## Required action
The reply should hold only the lines from the one with "Task: kindly identify the finger" to the one with "Task: kindly identify the pigtail", both ends kept, exactly as they appear below, without any pictures.

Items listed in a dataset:

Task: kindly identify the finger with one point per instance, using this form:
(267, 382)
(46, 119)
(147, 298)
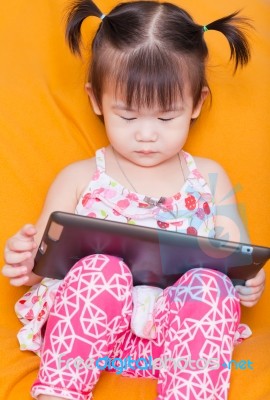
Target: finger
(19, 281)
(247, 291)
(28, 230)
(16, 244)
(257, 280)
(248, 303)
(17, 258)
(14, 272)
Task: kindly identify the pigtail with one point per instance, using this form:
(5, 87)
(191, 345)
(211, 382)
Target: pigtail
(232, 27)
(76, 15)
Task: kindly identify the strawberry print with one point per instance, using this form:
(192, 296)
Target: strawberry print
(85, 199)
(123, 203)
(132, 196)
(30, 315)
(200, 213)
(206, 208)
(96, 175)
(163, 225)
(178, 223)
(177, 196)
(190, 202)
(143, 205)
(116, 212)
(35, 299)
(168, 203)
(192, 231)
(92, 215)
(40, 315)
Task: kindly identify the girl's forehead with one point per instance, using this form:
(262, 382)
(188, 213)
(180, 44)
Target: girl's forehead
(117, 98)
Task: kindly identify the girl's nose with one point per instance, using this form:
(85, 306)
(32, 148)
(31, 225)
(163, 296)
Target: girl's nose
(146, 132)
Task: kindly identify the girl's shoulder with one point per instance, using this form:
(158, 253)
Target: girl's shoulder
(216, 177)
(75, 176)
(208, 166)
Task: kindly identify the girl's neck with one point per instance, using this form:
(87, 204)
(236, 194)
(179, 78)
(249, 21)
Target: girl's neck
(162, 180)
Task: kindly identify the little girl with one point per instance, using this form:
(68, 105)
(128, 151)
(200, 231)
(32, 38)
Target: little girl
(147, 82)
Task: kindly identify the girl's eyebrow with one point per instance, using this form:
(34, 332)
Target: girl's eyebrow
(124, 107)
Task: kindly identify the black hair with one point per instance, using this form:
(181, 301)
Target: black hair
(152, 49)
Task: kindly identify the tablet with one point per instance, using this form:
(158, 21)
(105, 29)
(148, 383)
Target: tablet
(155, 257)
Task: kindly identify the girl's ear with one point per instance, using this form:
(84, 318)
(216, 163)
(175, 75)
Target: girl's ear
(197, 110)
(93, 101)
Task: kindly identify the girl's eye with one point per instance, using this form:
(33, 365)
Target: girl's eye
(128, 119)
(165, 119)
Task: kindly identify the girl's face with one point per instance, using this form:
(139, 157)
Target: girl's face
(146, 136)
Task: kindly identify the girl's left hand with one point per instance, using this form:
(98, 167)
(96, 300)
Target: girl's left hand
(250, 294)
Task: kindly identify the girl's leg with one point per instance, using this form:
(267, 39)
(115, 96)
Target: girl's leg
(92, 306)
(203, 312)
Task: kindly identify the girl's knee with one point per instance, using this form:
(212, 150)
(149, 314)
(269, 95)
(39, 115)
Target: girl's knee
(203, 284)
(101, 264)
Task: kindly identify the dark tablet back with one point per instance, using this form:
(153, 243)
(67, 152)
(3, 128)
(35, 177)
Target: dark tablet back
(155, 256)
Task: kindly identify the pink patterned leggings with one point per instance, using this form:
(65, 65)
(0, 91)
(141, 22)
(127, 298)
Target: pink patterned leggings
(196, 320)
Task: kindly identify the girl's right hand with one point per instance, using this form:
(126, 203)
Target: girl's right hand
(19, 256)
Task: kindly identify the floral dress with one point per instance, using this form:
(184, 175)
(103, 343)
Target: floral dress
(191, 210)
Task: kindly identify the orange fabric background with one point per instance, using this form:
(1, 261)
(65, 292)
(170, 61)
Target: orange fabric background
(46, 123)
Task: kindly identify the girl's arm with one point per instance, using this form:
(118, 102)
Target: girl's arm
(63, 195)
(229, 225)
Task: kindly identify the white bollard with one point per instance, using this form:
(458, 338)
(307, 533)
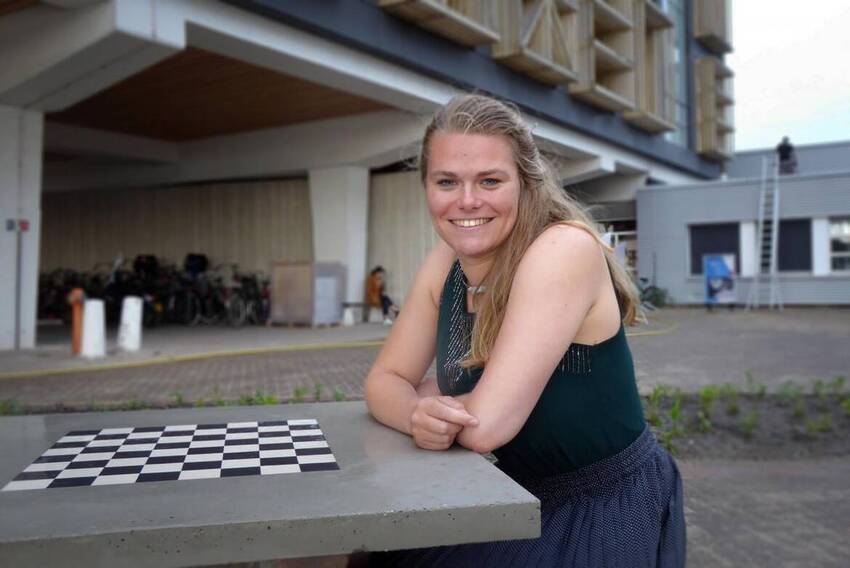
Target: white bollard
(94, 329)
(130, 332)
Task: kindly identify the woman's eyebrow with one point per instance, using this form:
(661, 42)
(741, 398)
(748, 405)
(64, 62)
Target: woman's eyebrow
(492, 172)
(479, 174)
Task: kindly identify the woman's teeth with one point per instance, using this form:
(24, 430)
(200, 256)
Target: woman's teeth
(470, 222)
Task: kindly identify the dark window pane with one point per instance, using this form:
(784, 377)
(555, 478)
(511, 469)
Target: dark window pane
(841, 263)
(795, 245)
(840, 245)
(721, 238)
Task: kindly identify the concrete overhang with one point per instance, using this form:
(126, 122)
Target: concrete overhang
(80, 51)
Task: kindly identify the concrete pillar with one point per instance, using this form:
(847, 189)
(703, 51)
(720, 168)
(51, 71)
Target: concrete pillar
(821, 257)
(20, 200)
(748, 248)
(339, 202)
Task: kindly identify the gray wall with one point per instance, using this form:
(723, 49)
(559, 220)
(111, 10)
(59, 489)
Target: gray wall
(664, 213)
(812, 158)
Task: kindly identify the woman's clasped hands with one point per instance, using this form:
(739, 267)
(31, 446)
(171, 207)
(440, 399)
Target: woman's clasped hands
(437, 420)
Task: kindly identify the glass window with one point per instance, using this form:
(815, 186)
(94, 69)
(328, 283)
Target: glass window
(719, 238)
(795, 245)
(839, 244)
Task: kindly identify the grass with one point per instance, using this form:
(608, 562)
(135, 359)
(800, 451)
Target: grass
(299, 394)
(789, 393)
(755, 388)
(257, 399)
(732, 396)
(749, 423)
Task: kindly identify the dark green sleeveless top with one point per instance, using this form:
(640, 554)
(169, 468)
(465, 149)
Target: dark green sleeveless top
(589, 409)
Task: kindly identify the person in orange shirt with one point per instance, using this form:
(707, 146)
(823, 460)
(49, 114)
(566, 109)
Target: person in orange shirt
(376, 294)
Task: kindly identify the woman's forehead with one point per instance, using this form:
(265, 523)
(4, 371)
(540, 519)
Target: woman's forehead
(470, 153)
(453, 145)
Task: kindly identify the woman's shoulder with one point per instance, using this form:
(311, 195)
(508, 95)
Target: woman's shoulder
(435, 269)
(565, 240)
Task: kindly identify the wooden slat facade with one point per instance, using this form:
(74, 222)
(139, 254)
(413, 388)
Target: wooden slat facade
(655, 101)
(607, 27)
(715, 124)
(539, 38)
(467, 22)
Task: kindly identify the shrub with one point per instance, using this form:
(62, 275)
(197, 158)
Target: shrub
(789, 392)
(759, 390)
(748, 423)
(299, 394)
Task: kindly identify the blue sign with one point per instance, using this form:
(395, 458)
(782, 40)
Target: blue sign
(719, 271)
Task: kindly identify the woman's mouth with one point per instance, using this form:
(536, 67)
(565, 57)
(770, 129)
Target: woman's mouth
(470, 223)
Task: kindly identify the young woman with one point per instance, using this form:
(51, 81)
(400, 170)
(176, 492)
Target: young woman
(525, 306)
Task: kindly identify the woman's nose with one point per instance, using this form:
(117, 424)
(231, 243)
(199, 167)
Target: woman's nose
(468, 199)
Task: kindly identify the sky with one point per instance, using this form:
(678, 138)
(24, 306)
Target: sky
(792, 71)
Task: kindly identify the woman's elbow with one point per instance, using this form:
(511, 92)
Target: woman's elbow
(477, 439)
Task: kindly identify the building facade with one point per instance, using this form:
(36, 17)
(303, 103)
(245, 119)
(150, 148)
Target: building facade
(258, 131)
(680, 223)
...
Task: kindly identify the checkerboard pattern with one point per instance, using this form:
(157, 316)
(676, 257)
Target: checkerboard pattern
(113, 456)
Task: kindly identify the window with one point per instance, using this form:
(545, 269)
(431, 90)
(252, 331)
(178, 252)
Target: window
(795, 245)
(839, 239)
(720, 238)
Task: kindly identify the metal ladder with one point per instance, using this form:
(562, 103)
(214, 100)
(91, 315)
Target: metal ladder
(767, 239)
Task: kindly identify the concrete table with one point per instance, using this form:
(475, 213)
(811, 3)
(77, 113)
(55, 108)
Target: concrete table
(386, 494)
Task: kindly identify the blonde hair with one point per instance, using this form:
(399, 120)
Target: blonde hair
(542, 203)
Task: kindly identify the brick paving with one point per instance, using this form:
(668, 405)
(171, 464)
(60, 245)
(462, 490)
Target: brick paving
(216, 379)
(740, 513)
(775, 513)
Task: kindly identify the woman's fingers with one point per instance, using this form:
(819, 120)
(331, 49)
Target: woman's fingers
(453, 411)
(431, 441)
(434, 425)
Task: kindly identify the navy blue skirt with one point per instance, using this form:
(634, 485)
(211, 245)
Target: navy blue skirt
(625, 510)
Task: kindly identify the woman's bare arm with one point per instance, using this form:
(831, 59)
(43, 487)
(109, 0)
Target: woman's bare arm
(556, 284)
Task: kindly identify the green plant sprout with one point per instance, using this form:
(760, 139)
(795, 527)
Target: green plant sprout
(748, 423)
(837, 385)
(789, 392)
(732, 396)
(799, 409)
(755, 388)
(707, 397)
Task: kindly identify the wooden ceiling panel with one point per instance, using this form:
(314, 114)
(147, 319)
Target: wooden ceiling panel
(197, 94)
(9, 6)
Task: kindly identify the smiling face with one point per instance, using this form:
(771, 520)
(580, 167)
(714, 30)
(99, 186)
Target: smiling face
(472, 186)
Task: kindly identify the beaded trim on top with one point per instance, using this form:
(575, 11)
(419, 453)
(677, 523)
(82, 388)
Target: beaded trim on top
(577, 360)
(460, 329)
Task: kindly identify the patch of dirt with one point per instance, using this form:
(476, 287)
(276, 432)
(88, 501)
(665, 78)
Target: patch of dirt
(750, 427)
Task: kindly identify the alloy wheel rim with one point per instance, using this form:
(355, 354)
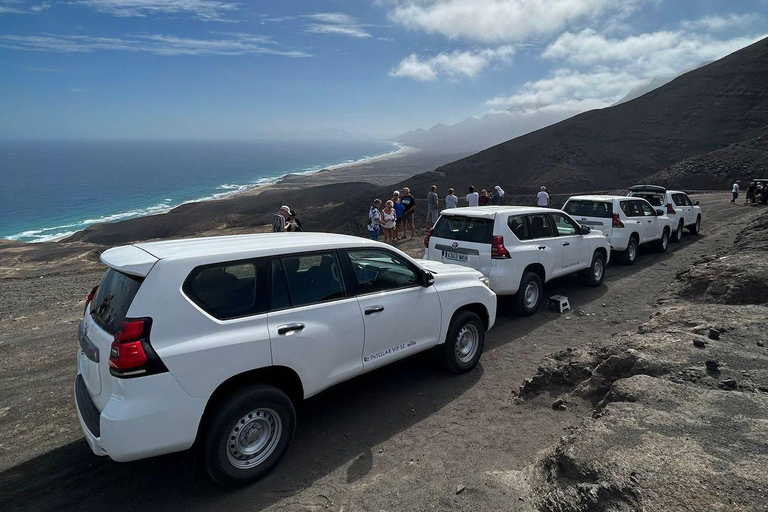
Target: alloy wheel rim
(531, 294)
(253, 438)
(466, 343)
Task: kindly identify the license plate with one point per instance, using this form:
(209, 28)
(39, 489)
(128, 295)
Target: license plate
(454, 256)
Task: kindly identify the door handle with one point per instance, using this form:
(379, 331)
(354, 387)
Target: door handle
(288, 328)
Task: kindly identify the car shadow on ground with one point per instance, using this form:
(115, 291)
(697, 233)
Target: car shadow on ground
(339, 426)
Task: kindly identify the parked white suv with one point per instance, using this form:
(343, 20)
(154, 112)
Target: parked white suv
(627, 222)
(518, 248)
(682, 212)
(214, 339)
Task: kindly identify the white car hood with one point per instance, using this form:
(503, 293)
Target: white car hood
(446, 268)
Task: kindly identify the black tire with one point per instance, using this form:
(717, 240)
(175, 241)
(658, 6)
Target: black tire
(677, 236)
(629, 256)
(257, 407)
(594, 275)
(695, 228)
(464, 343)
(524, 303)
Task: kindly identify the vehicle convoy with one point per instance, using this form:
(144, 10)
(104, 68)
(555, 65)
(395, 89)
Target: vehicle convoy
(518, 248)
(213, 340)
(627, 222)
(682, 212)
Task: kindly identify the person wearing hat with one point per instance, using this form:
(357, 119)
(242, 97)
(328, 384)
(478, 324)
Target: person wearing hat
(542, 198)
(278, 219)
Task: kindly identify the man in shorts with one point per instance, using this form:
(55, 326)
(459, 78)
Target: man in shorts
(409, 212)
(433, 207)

## Solution to this exercise
Task: kindly identify the finger with one point per instance, using this form:
(267, 382)
(46, 119)
(147, 298)
Target: finger
(19, 281)
(247, 291)
(28, 230)
(16, 244)
(257, 280)
(248, 303)
(17, 258)
(14, 272)
Task: kindly identify the pigtail with one point per instance, using this form:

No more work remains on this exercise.